[Point localization data]
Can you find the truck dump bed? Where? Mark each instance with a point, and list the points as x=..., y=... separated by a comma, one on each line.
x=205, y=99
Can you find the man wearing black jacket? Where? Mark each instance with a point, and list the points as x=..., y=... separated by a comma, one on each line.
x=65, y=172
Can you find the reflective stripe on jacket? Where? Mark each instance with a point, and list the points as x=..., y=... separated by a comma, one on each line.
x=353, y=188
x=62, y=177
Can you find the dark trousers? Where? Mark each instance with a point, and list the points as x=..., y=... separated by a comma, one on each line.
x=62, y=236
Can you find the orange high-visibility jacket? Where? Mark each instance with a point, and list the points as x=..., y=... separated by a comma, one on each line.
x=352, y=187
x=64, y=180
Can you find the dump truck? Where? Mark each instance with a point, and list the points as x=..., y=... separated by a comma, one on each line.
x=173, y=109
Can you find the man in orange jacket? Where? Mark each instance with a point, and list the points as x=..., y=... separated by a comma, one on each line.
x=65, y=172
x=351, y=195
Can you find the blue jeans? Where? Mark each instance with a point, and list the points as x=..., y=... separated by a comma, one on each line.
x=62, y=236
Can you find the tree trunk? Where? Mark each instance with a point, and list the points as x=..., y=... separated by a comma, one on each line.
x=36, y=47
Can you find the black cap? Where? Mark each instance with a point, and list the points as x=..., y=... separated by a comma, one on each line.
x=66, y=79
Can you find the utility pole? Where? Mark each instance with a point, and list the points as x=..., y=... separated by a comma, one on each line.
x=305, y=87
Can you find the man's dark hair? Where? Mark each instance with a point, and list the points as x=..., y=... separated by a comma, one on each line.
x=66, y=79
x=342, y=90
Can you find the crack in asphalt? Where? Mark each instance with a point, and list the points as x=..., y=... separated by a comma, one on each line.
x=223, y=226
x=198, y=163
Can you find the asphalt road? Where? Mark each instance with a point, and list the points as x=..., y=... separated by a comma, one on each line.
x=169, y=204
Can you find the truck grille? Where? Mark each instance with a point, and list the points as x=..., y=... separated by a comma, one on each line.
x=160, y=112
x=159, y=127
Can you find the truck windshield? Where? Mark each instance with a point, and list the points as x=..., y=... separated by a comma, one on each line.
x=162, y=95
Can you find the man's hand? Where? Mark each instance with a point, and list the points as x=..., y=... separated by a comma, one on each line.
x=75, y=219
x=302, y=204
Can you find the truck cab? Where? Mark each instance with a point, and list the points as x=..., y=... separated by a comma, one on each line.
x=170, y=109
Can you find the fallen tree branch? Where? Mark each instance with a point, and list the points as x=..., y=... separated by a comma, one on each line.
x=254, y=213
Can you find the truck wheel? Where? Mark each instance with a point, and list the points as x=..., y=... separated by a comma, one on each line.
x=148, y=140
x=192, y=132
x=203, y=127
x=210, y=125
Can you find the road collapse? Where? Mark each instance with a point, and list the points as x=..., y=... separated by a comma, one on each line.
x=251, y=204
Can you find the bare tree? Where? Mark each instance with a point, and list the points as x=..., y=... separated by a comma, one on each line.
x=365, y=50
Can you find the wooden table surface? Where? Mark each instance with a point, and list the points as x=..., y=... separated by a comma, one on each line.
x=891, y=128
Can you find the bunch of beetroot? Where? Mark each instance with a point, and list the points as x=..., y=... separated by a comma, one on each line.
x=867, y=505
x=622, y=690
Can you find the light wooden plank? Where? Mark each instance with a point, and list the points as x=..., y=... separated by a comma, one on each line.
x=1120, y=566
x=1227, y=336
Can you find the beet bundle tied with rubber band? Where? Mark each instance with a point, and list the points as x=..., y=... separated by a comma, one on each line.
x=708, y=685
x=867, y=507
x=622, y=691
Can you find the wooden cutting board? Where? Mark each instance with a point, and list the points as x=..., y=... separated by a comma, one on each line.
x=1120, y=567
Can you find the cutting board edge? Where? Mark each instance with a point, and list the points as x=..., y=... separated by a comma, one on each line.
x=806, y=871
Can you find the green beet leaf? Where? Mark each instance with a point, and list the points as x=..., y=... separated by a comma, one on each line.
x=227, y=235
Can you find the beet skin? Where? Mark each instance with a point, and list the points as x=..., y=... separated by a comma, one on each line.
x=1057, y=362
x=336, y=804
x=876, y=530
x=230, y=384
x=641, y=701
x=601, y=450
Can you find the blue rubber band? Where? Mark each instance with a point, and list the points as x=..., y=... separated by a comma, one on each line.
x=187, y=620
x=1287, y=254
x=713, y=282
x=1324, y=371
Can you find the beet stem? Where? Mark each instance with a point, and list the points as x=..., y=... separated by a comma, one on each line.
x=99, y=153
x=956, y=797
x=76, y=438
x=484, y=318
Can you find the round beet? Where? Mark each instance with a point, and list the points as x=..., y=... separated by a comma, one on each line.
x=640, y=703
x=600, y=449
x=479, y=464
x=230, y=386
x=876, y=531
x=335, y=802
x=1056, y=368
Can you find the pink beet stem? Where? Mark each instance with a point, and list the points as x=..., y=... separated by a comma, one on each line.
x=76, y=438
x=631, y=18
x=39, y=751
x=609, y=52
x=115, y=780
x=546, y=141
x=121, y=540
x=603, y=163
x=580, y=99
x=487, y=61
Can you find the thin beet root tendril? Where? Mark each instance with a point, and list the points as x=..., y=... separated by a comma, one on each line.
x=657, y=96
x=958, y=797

- **Task statement**: Nothing but the exact lines of the data above, from the line containing "Can you find the beet skin?" through the last, should appear in the answer.

- **Task output**:
Can you find the beet skin? Where? Mark each instance with a point, and list the points as x=..., y=... separated by a comma, one on each line.
x=1057, y=362
x=336, y=804
x=876, y=530
x=230, y=384
x=641, y=701
x=601, y=450
Can you find the blue rubber band? Where? Mark each instance with a point, and list the points as x=..., y=... separated by a comma, one on each line.
x=187, y=620
x=1287, y=254
x=713, y=282
x=1324, y=371
Can you find the beet stem? Where? Mark each instance with a point, and list the points as x=..., y=... separated by a comma, one on each line.
x=99, y=153
x=956, y=797
x=76, y=438
x=484, y=318
Can you find the round beet? Where? Mark each instance with a point, and list the points as x=..., y=... separated by a comma, one on each line.
x=640, y=703
x=600, y=449
x=479, y=464
x=230, y=386
x=876, y=531
x=335, y=802
x=1056, y=368
Can you find the pink beet stem? Where? Mark each instance with a point, and list the points as x=..., y=... separated by a comma, one on each line.
x=76, y=438
x=631, y=18
x=39, y=751
x=609, y=52
x=115, y=780
x=546, y=141
x=121, y=540
x=603, y=163
x=580, y=99
x=487, y=61
Can you find the thin beet root tendril? Where? Mark each instance with a point, and list the points as x=..., y=... separated by a comma, one on each line.
x=657, y=96
x=958, y=797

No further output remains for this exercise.